● **MASUKAN TUGAS**:
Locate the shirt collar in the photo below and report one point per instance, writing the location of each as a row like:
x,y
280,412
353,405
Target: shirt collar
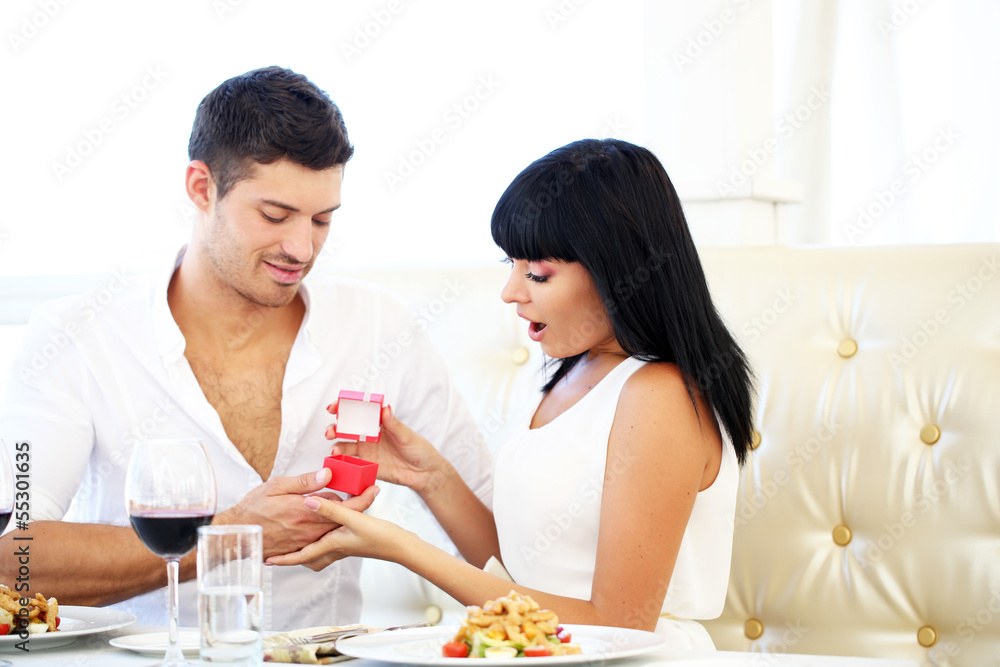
x,y
170,341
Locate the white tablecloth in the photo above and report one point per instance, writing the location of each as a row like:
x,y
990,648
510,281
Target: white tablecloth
x,y
94,651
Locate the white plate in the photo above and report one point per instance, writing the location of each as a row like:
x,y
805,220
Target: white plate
x,y
74,622
154,644
422,646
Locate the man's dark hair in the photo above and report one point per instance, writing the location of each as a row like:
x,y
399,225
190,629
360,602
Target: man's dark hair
x,y
610,206
264,116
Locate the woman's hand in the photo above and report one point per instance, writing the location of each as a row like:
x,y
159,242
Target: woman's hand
x,y
358,535
403,456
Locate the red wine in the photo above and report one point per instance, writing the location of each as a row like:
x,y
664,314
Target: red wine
x,y
169,534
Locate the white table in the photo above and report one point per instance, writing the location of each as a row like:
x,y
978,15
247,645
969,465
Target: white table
x,y
94,651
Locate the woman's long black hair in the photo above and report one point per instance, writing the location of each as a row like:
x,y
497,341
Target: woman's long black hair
x,y
610,206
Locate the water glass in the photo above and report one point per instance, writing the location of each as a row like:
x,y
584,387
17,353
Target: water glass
x,y
230,594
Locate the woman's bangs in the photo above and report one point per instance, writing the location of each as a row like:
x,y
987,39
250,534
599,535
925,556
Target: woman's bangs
x,y
527,224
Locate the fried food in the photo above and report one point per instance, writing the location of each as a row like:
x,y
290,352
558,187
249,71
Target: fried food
x,y
514,620
41,614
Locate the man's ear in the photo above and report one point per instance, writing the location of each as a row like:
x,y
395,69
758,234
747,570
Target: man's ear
x,y
199,184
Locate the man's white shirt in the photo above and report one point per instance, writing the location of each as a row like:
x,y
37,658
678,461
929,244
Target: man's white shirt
x,y
115,373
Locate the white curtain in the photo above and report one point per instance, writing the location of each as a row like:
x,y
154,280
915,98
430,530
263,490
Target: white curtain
x,y
907,149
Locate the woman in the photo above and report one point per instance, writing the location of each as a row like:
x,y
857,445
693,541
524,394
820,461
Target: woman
x,y
614,505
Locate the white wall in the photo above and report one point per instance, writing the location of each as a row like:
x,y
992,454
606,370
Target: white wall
x,y
468,92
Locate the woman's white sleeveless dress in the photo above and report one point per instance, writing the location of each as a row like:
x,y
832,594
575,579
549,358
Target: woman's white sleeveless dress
x,y
547,493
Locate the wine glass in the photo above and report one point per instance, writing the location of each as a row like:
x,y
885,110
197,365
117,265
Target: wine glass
x,y
6,488
169,493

● **RUMUSAN SOAL**: Ulangi setiap baris daftar di atas dari awal hingga akhir tanpa mengubah apa pun, tetapi jangan sertakan gambarnya.

● **PENYELESAIAN TUGAS**:
Locate the shirt collar in the photo below and report one point per instance, writing the location of each as a row like:
x,y
280,412
353,405
Target: shirt collar
x,y
170,341
Locate the white tablecloth in the photo above and report one point per instance, writing the location of each as a row like:
x,y
990,648
510,281
Target: white tablecloth
x,y
94,651
Locate the white plate in the photo above and report one point per instance, writing the location of each as a row like:
x,y
805,220
Target: white plate
x,y
74,622
154,644
422,646
Locate the man's dark hair in the photo above and report one point per instance, writing the location of each as a row like:
x,y
399,225
190,629
360,602
Target: man's dark hair
x,y
610,206
264,116
Locate the woman's hand in the photo above and report one point per instance, writing the location of each as a row like:
x,y
159,242
Target: woman's hand
x,y
358,535
403,456
Locate the red wine in the photo above and report one point per instance, writing the location of each as a row like:
x,y
664,314
Target: red wine
x,y
169,534
Locate the white table in the photo above and report one point per instance, writing the location of each as a row like:
x,y
978,15
247,645
969,465
Target: white table
x,y
94,651
Locate the woman's long black hair in the photo above and report one point per instance, writing the location of each as a row like:
x,y
497,341
Target: woman's long black hair
x,y
610,206
Locate the water glass in the photo above and report one point per instance, writing the location of each as a row like:
x,y
584,387
17,353
Target: water glass
x,y
230,594
Locate the woman's bangs in the photo above and report one point per instance, writing the location of each as a row like:
x,y
987,39
250,534
599,535
925,556
Target: woman's bangs
x,y
527,224
Locate the fried food in the photo above and report one point per instance, writing the location of each as a row like:
x,y
290,352
558,187
249,71
Target: fried food
x,y
514,620
41,614
Locate the man's ear in the photo above and report one point per instance, writing the location of each as a row like:
x,y
395,69
758,234
747,570
Target: man's ear
x,y
199,184
Locate the man's white shirt in the photo above and report one point per instance, writing the location of each as a row like:
x,y
37,658
678,461
929,244
Target: man's white shirt
x,y
115,373
Locate the white curtain in the photo above and report one point per instance, writing the location of each as a row like:
x,y
154,280
915,98
430,530
263,490
Target: white curtain
x,y
907,149
Locate the woman in the photo above and report one point per instance, writing the location of each as a row like:
x,y
857,445
693,541
524,394
820,461
Target: woman
x,y
614,505
Locate the white wall in the photo above and report one point per instance, writing the location of each as a row like:
x,y
992,454
606,370
Target: white wall
x,y
468,92
Locate the woman's white sleeveless dress in the photo above and report one point per instance, writing the location of each as a row like:
x,y
832,594
575,579
549,358
Target: woman's white sleeveless dress
x,y
547,493
Locate the wine glass in the photo above and report one point per instance, writing the location of each as a row like:
x,y
885,110
197,365
117,265
Target: wine glass
x,y
6,488
169,493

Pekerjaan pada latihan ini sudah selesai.